--- Begin Data for processing ---

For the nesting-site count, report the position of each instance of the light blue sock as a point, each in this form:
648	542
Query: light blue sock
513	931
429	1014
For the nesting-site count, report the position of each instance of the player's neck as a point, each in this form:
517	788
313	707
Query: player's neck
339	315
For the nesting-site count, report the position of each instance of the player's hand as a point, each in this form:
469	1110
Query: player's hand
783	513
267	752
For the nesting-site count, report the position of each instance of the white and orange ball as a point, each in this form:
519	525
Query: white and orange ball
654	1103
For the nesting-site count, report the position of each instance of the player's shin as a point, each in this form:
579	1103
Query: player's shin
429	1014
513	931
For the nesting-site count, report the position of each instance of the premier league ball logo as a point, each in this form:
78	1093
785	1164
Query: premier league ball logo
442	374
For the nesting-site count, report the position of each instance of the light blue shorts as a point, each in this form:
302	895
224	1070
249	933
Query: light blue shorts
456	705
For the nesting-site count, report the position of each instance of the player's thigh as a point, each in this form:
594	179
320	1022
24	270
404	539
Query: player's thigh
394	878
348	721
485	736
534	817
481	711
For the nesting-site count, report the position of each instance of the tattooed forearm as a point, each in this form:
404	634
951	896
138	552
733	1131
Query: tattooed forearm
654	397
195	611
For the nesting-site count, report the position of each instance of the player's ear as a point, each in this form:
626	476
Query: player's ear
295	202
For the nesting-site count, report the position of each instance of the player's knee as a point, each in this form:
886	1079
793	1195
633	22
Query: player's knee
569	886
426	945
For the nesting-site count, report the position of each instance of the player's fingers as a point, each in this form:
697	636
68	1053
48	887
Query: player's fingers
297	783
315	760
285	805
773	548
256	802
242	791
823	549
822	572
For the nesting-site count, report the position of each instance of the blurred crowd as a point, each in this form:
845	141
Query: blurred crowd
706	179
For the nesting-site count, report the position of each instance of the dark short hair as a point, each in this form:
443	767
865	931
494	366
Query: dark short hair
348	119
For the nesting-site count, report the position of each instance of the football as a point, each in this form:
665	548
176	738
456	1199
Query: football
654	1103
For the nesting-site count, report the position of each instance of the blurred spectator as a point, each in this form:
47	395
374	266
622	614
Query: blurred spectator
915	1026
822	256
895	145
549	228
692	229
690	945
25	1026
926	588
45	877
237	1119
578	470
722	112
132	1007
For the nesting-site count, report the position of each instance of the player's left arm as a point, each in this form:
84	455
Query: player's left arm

--- End Data for processing ---

Exercise ->
Could you set down every one of the lines above again, word for word and in the same order?

Answer ->
For the nesting-site count, report the position of each instance of the light blue sock as a point, each in this form:
648	542
Query: light blue sock
513	931
429	1014
For the nesting-site count, report the position of each instance of the player's neck as a point, each in this form:
517	788
313	707
Query: player's neck
339	315
For the nesting-site count, report the position of each instance of the player's hand as a point, each in this form:
469	1110
Query: player's hand
783	513
267	752
For the nesting-site count, report the position of each instance of the white and orange ball as a point, each in this form:
519	525
Query: white and orange ball
654	1103
For the nesting-site count, report the position of each instance of the player's shin as a point, each in this form:
579	1103
Query: player's shin
429	1014
513	931
For the nesting-site count, report the position of each instance of the premier league ball logo as a point, each in this form:
78	1093
785	1164
Query: premier league ball logo
442	374
For the nesting-site count, report the position of each instance of the light blue shorts as a point, each in this form:
302	895
224	1070
249	933
Query: light blue shorts
456	705
For the nesting-site count, report the position of each instance of the player's thigh as a point, each in this form:
594	179
320	1022
24	270
404	539
Query: player's thigh
394	878
348	721
485	736
534	817
481	711
For the nesting-site count, report the position of each instance of the tattooed forearm as a point, each in this form:
404	634
951	896
138	552
733	1131
Query: tattooed forearm
654	397
195	611
For the nesting-site count, report the position of each instance of the player's ear as a point, each in this form:
626	476
Query: player's ear
295	202
For the nesting-site count, report the position of each instance of the player's knee as a point, each in this form:
886	1079
793	1195
633	22
Query: player's knee
569	886
426	945
For the nesting-site count, report the position of each instance of the player's fingers as a point, each in this form:
697	636
68	1053
48	887
Query: player's fingers
297	783
315	760
285	805
773	548
256	802
242	791
823	549
822	572
For the nesting-site count, report the position of each instance of the blurred crowd as a point, each in this form:
845	141
Query: blurred crowd
706	179
For the nesting-site count, report the position of each instance of the dark short hair as a point, each in this form:
443	767
865	931
494	366
Query: dark short hair
348	119
For the nesting-site count, report the position of each instance of the football as a point, each in this form:
665	548
176	738
456	1199
Query: football
654	1103
For the nesting-site count, report the position of each instance of the blurred spectator as a point, each in this form:
47	395
374	266
622	614
Query: blurred spectator
915	1026
822	256
895	145
549	228
692	229
690	945
25	1026
926	588
45	877
237	1119
578	470
722	112
132	1007
For the nesting-site count, report the position of each instance of the player's left arm as a point, each in this form:
84	455
Query: player's left arm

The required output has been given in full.